# Given records
*-*-*
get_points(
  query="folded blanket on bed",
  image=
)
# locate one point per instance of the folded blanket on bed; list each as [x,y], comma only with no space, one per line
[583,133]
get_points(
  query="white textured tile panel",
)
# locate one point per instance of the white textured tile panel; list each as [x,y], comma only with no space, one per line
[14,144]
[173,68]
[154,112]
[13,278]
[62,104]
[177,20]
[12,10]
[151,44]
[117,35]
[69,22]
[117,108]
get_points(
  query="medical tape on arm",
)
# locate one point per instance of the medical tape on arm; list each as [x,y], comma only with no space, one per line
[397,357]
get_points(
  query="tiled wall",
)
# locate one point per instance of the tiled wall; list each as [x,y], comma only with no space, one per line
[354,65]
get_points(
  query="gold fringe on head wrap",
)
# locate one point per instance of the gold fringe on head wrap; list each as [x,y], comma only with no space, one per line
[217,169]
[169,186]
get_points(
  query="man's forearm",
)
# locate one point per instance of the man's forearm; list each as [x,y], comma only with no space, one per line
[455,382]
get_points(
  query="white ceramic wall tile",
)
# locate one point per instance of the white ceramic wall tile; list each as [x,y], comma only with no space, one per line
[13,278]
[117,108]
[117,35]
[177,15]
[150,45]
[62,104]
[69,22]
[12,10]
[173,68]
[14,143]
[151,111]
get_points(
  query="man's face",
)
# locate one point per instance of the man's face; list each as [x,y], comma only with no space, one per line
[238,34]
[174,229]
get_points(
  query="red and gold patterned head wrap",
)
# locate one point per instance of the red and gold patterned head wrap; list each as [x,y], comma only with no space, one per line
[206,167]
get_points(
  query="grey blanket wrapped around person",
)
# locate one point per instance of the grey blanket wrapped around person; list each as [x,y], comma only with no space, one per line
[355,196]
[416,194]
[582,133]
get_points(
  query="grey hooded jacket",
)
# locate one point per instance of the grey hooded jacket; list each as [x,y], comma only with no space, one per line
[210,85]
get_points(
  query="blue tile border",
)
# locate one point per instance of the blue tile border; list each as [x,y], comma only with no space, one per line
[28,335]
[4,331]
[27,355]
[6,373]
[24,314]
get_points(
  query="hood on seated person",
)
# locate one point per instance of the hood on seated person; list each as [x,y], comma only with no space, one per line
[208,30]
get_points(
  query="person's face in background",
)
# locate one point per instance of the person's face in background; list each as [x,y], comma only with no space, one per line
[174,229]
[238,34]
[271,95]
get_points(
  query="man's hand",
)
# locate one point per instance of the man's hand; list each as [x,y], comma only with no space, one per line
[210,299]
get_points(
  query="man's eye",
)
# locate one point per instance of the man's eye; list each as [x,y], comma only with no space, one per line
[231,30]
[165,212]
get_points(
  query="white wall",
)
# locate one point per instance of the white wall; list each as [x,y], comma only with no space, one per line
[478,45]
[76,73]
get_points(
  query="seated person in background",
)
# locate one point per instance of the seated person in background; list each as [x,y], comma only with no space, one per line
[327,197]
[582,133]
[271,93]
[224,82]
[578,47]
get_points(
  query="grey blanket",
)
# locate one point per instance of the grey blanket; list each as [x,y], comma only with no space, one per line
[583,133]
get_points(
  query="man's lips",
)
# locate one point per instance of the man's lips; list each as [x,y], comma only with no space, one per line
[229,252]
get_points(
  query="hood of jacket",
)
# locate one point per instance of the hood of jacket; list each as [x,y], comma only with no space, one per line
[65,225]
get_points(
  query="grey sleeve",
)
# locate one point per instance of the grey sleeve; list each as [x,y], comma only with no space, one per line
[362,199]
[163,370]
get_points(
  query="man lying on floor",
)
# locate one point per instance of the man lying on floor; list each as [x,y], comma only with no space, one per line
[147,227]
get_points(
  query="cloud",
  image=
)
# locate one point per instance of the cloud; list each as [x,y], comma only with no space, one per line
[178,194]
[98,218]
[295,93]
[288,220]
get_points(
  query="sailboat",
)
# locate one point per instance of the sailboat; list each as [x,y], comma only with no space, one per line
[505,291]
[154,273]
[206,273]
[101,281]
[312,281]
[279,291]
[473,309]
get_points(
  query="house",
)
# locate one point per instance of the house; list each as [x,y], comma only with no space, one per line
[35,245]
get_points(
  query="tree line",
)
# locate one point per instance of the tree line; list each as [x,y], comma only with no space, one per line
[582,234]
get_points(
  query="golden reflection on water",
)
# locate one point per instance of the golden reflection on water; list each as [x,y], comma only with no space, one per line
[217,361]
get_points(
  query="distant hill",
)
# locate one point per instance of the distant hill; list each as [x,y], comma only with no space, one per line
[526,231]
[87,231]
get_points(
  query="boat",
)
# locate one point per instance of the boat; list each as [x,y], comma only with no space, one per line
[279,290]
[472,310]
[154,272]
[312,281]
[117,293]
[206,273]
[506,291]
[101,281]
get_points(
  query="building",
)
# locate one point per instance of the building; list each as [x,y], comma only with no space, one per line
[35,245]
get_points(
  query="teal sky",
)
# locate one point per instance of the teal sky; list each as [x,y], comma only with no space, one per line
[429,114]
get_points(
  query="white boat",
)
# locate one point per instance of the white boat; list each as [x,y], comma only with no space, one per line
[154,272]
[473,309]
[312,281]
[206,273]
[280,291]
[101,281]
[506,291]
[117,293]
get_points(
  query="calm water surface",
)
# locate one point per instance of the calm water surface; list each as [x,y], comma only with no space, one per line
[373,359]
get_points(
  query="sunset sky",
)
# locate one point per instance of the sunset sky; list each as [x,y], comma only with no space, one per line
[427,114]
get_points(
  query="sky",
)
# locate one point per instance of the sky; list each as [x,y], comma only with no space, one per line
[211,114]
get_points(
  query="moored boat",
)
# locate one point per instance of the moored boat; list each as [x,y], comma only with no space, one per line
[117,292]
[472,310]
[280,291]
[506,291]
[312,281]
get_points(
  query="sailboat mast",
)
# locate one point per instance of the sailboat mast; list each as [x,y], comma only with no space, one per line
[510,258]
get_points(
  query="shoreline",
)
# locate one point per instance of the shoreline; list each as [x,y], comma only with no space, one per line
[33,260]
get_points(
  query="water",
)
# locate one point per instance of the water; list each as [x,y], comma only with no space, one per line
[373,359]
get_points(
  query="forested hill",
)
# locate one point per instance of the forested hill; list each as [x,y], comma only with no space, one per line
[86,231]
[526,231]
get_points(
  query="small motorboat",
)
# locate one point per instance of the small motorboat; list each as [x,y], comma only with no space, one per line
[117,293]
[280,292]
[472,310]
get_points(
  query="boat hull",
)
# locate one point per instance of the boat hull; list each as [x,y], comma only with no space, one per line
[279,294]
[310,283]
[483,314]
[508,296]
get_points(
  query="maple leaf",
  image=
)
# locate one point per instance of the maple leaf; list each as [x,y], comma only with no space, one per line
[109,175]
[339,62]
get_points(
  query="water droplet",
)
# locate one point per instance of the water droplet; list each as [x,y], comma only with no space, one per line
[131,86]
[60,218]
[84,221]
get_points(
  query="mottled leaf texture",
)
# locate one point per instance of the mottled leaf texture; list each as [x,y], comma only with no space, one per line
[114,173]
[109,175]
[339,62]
*-*-*
# Task requirements
Set down the entries verbatim, leaving none out.

# Problem solution
get_points(
  query="folded blanket on bed",
  image=
)
# locate one point per instance of the folded blanket on bed; list each as [x,y], comma only with no space, one per line
[583,133]
get_points(
  query="white textured tile panel",
)
# locate one point per instance of the white textured tile panel; list each as [x,y], comma only with no space, one per line
[14,144]
[173,68]
[154,112]
[13,278]
[62,104]
[177,20]
[12,10]
[151,44]
[117,35]
[69,22]
[117,108]
get_points(
  query="medical tape on arm",
)
# locate one point per instance of the medical tape on arm; list each as [x,y], comma only with no space, one per line
[397,357]
get_points(
  query="tiled wall",
)
# locate one point per instance of the tiled wall; list each as [x,y], comma only with no space, one per line
[354,65]
get_points(
  query="gold fringe on head wrap",
)
# locate one point per instance of the gold fringe on head wrap; list each as [x,y], comma only with no space, one per line
[217,169]
[169,186]
get_points(
  query="man's forearm",
)
# locate one point per instance of the man's forearm; list each as [x,y], comma only with no space, one per line
[455,382]
get_points(
  query="white ceramic wall tile",
)
# locate one point per instance of the white ceramic wall tile; list each as [x,y], comma only with no space, one per line
[13,278]
[117,108]
[117,35]
[177,15]
[150,45]
[62,104]
[69,22]
[12,10]
[173,68]
[14,143]
[151,111]
get_points(
  query="man's face",
)
# locate one point per instance of the man's face; list each as [x,y], comma only with no space, one per line
[238,34]
[174,229]
get_points(
  query="red and gold patterned head wrap",
)
# locate one point per instance of the red and gold patterned head wrap; list each as [x,y], comma only with no space, one per line
[206,167]
get_points(
  query="grey blanket wrapped around person",
)
# locate one point per instance of the grey blanket wrapped around person; list each as [x,y], comma only with no space, one per line
[355,196]
[416,194]
[582,133]
get_points(
  query="grey hooded jacket",
)
# locate one point per instance of the grey hooded jacket; list each as [x,y], comma only with no space, one per line
[210,85]
get_points(
  query="blue tile border",
)
# locate one point per instance of the blue tile border; list each as [x,y], comma only with no space, one per line
[28,335]
[4,331]
[27,355]
[6,373]
[24,314]
get_points(
  query="hood on seated person",
)
# locate one point per instance of the hood on seated person; list each as [x,y], comma only with no space, one per line
[208,30]
get_points(
  query="person's face in background",
)
# locate one point per instance of the person's face in background; list each as [x,y], comma only with no space, one per line
[174,229]
[238,34]
[271,95]
get_points(
  query="man's hand",
)
# locate one point per instance of the man's hand; list each as [x,y], comma only with no space, one per line
[210,299]
get_points(
  query="man's eye",
)
# locate one point per instance of the man's eye; list each as [x,y], comma only with no space, one per line
[231,30]
[165,212]
get_points(
  query="white wall",
)
# locate one point per instance of the white wall; list each as [x,y], comma only with no space, one per line
[478,45]
[76,73]
get_points(
  query="seated person in background",
)
# locate one point per instance of the seated person in background; list each as [x,y], comma only with no space, one per line
[327,197]
[582,133]
[271,93]
[224,82]
[578,47]
get_points(
  query="grey blanket",
)
# locate one point per instance of the grey blanket; list each as [x,y], comma only with no space, one per line
[583,133]
get_points(
  query="man's lips",
)
# locate one point per instance of the man's lips; list each as [x,y], comma only with no space, one per line
[229,252]
get_points(
  query="hood of jacket",
)
# locate one point per instance of the hood of jacket; list each as [x,y], comma only with no space, one per line
[65,225]
get_points(
  query="grey sleeve",
)
# locate one point per instance of the grey sleeve; list each as [x,y], comma only with no space, one per line
[362,199]
[163,370]
get_points(
  query="man lying on floor",
)
# locate one point per instance of the man lying on floor; list each as [x,y], comma only with no space, one per line
[147,227]
get_points(
  query="cloud",
  image=
)
# locate one point per instance of the cloud; list each as [x,y], comma only with no space, one per line
[178,194]
[98,218]
[295,93]
[288,220]
get_points(
  query="sailboat",
)
# locate one point per instance of the sailboat; list each as [x,y], comma only with no space, one per line
[505,291]
[154,273]
[206,273]
[101,281]
[312,281]
[279,291]
[473,309]
get_points(
  query="house",
)
# locate one point per instance of the house; list each as [x,y], comma only with no space, one per line
[35,245]
get_points(
  query="tree line",
)
# locate one point per instance of the tree line; list each as [x,y], comma only with no space, one per line
[582,234]
get_points(
  query="golden reflection on water",
)
# locate one point per instance of the golden reflection on water; list each as [x,y], comma only with no space, one per line
[217,361]
get_points(
  query="distant hill",
)
# locate one point per instance of the distant hill; list each as [x,y], comma only with no space, one per line
[526,231]
[87,231]
get_points(
  query="boat",
)
# locate one point per instance of the boat; list each as [x,y], comma only with no space, one per line
[279,290]
[472,310]
[154,272]
[312,281]
[117,293]
[206,273]
[506,291]
[101,281]
get_points(
  query="building",
)
# locate one point per instance of the building; list each as [x,y], comma only with no space, one per line
[35,245]
get_points(
  query="teal sky",
)
# locate one point per instance of the teal sky; list each as [x,y], comma only with no space, one per line
[429,114]
get_points(
  query="white boat",
)
# locate one point per instance of the white boat; list each as [x,y], comma only with no space, one per line
[154,272]
[473,309]
[312,281]
[206,273]
[280,291]
[101,281]
[506,291]
[117,293]
get_points(
  query="calm water surface",
)
# locate one point per instance of the calm water surface; list each as [x,y], comma only with no space, one per line
[373,359]
get_points(
  query="sunset sky",
)
# locate one point per instance of the sunset sky; list each as [x,y], comma only with no space, one per line
[427,114]
get_points(
  query="sky",
)
# locate one point per instance of the sky; list each as [x,y], comma only with no space, one per line
[211,114]
get_points(
  query="moored boat",
)
# locate one point per instance of the moored boat; list each as [x,y], comma only with no space, one per line
[117,292]
[472,310]
[280,291]
[506,291]
[312,281]
get_points(
  query="sailboat mast",
)
# locate one point per instance of the sailboat mast; list each as [x,y], comma only with no space, one per line
[510,258]
get_points(
  query="shoreline",
)
# locate one point per instance of the shoreline; list each as [x,y], comma only with no space, one per line
[33,260]
get_points(
  query="water",
)
# locate one point per instance of the water; list each as [x,y], comma only with no space, one per line
[373,359]
get_points(
  query="forested hill",
)
# locate one point per instance of the forested hill; list each as [x,y], comma only with no space, one per line
[86,231]
[526,231]
get_points(
  query="small motorboat",
)
# locate one point per instance of the small motorboat; list each as [x,y], comma only with no space, one per line
[117,293]
[280,292]
[472,310]
get_points(
  query="boat hull",
)
# locate one point per instance of the boat hull; list each as [x,y], comma only with no space, one per line
[279,294]
[310,283]
[483,314]
[508,296]
get_points(
  query="maple leaf",
  image=
)
# locate one point per instance of the maple leaf; list each as [x,y], comma only with no space, one per line
[109,175]
[339,62]
get_points(
  query="water droplet",
)
# locate one point per instance of the water droplet; list each as [x,y], comma only with no space, one per line
[131,86]
[60,218]
[84,221]
get_points(
  query="mottled leaf texture",
)
# locate one point per instance of the mottled leaf texture; list each as [x,y], comma only with no space, one per line
[114,173]
[109,175]
[339,62]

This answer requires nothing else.